ITEM13. CERTAINRELATIONSHIPSANDRELATEDTRANSACTIONS.
- ------ ------------------------------------------

During the year ended June 30, 2003, the Company accrued consulting
expenses of $110,000 due Arroyo Development Corporation, owned by Mr. Eric Gaer,
a member of the Board of Directors. There was no officer or director
indebtedness to the Company.

ITEM14. PRINCIPAL ACCOUNTANT FEES AND SERVICES.
- ------ ------------------------------------------

(1) Audit Fees - The aggregate fees billed for each of the last two fiscal
years by our principal accountants, Stonefield Josephson, Inc. and Pohl,
McNabola, Berg & Company, LLP, for professional services rendered for the audit
of our annual financial statements and review of financial statements included
in our Form 10-Qs or services that are normally provided by the accountants in
connection with statutory and regulatory filings or engagements for those fiscal
years were as follows:




2003 2002
------- -------
Stonefield Josephson, Inc.. . . . . $ - $64,500
Pohl, McNabola, Berg & Company, LLP $65,000 $ -


(2) Audit-Related Fees - The aggregate fees billed for each of the last
two fiscal years for assurance and related services by our principal
accountants, Stonefield Josephson, Inc. and Pohl, McNabola, Berg & Company, LLP,
that are reasonably related to the performance of the audit or review of our
financial statements and are not reported in the preceding paragraph were as
follows:




2003 2002
----- -------
Stonefield Josephson, Inc.. . . . . $ - $36,600
Pohl, McNabola, Berg & Company, LLP $ - $ -


(3) Tax Fees - There were no fees billed for each of the last two fiscal
years for professional services provided by our principal accountants Stonefield
Josephson, Inc. and Pohl, McNabola, Berg & Company, LLP, for tax compliance, tax
advice, and tax planning.

(4) All Other Fees - There were no fees billed for each of the last two
fiscal years for the products and services provided by our principal
accountants, Stonefield Josephson, Inc. and Pohl, McNabola, Berg & Company, LLP,
other than the services reported in paragraphs (1), (2), and (3) above.

(5) Our audit committee's pre-approval policies and procedures described in
paragraph (c)(7)(i) of Rule 2-01 of Regulation S-X were that the audit committee
pre-approve all accounting related activities prior to the performance of any
services by any accountant or auditor.

(6) The percentage of hours expended on the principal accountant's
engagement to audit our financial statements for the most recent fiscal year
that were attributable to work performed by persons other than the principal
accountant's full-time, permanent employees was approximately 10%


PART IV
========

ITEM 14.

EXHIBITS, FINANCIAL STATEMENT SCHEDULES, AND REPORTS ON FORM 8-K

(a) DOCUMENTS FILED AS PART OF THIS FORM 10-K:

(1) FINANCIAL STATEMENTS

The financial statements of the Company are included herein as required under
Item 8 of this Annual Report on Form 10-K. See Index to Financial Statements on
page 23.

## [THINGS TO DO]
1/ Please extract the stretch of the filing excerpt from "During the year" through "to the Company.".
2/ Condense the paragraph of the filing excerpt that begins "(5) Our audit committee's pre-approval policies" into one shorter sentence that keeps its main facts.
3/ Using the filing excerpt, decide whether each statement agrees with it. Answer yes or no, and quote the deciding words. (a) Arroyo Development Corporation is owned by a member of the Board of Directors. (b) Pohl, McNabola, Berg & Company, LLP billed audit-related fees in 2003. (c) Tax fees were billed in fiscal 2002.
The listing comes from a separate source.

## [DATA SHOWN]
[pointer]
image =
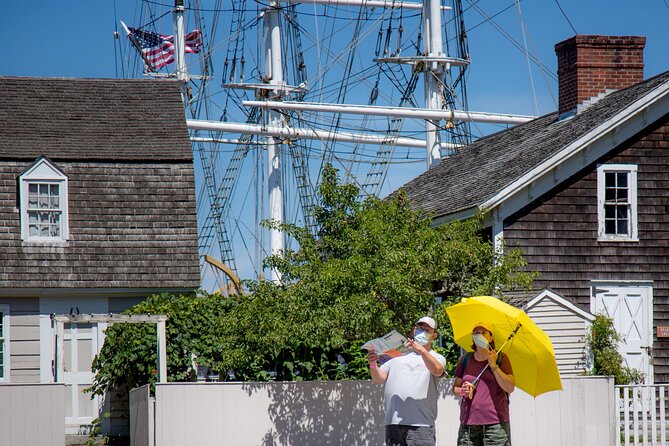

## [SOLUTIONS TO THE TASKS]
1/
During the year ended June 30, 2003, the Company accrued consulting
expenses of $110,000 due Arroyo Development Corporation, owned by Mr. Eric Gaer,
a member of the Board of Directors. There was no officer or director
indebtedness to the Company.

2/ Under the pre-approval policy described in paragraph (c)(7)(i) of Rule 2-01 of Regulation S-X, the audit committee had to approve all accounting-related activities before any accountant or auditor performed services.

3/
(a) Yes: "owned by Mr. Eric Gaer, a member of the Board of Directors"
(b) No: "Pohl, McNabola, Berg & Company, LLP $ - $ -"
(c) No: "There were no fees billed for each of the last two fiscal years for professional services provided by our principal accountants Stonefield Josephson, Inc. and Pohl, McNabola, Berg & Company, LLP, for tax compliance, tax advice, and tax planning."